What to do -> Transcribe the records below exactly as they appear.

Object position labeling entries
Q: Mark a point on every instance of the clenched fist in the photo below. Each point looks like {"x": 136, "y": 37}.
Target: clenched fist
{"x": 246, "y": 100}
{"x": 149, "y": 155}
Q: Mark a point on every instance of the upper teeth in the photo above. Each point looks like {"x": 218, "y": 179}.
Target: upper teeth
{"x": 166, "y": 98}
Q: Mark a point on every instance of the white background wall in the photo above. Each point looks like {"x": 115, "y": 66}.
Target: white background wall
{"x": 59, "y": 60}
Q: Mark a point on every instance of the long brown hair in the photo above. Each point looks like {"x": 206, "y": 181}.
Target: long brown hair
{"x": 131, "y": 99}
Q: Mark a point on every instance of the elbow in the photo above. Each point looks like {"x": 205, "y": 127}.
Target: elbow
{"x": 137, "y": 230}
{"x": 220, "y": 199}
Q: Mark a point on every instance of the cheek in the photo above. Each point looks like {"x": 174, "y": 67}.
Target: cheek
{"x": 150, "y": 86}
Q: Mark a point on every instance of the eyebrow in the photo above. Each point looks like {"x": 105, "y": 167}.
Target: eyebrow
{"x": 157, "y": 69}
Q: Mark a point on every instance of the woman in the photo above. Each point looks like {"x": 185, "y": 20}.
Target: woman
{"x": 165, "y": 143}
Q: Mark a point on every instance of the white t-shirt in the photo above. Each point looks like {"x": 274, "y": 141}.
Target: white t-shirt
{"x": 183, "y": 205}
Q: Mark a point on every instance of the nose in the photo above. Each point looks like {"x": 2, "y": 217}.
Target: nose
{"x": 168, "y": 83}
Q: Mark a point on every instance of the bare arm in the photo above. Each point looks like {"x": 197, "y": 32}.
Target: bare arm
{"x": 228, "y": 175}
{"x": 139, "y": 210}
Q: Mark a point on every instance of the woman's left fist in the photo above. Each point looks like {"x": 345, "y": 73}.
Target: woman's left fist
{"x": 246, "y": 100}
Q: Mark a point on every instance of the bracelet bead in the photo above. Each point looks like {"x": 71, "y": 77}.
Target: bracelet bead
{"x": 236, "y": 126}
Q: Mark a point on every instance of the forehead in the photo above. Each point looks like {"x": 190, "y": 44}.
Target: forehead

The solution ->
Q: Mark a point on every instance of the clenched fist in the photo below. Each point looks like {"x": 136, "y": 37}.
Target: clenched fist
{"x": 246, "y": 100}
{"x": 149, "y": 155}
Q: Mark a point on every instance of the upper teeth in the photo above. Each point looks like {"x": 218, "y": 179}.
Target: upper teeth
{"x": 166, "y": 98}
Q: Mark a point on every instance of the white background wall in the photo above. Each point looks like {"x": 115, "y": 66}.
Target: white background wall
{"x": 59, "y": 60}
Q: Mark a point on every instance of the long brown hair in the photo above. Each point looks like {"x": 206, "y": 181}.
Target: long brown hair
{"x": 131, "y": 99}
Q: Mark a point on every instance of the elbow in the photo above. Each point looks like {"x": 205, "y": 127}.
Target: elbow
{"x": 137, "y": 230}
{"x": 220, "y": 199}
Q: Mark a point on every instance of the cheek in the photo above. Each point looks like {"x": 174, "y": 67}.
Target: cheek
{"x": 150, "y": 86}
Q: Mark a point on every instance of the eyebrow in the photo above. Each point looks like {"x": 105, "y": 167}.
Target: eyebrow
{"x": 157, "y": 69}
Q: Mark a point on every instance of the woman in the photo above. Each point looks like {"x": 185, "y": 20}.
Target: woman
{"x": 165, "y": 143}
Q: Mark a point on every instance of the white t-shirt in the photo above. Each point looks like {"x": 274, "y": 141}.
Target: white t-shirt
{"x": 183, "y": 205}
Q: Mark a point on every instance of the nose in the photo above. Each point looks like {"x": 2, "y": 217}.
Target: nose
{"x": 168, "y": 83}
Q: Mark a point on every instance of the bare arm in the photo above. Each point looks like {"x": 197, "y": 32}.
Target: bare arm
{"x": 228, "y": 175}
{"x": 139, "y": 210}
Q: Mark a point on every instance of the woman's left fist in the photo above. Each point looks like {"x": 345, "y": 73}.
Target: woman's left fist
{"x": 246, "y": 100}
Q: Mark a point on every instance of the bracelet bead in the photo above. Each point looks like {"x": 71, "y": 77}.
Target: bracelet bead
{"x": 236, "y": 126}
Q: Mark a point on every instance of the forehead in the photo above. Each point looks like {"x": 190, "y": 44}.
Target: forehead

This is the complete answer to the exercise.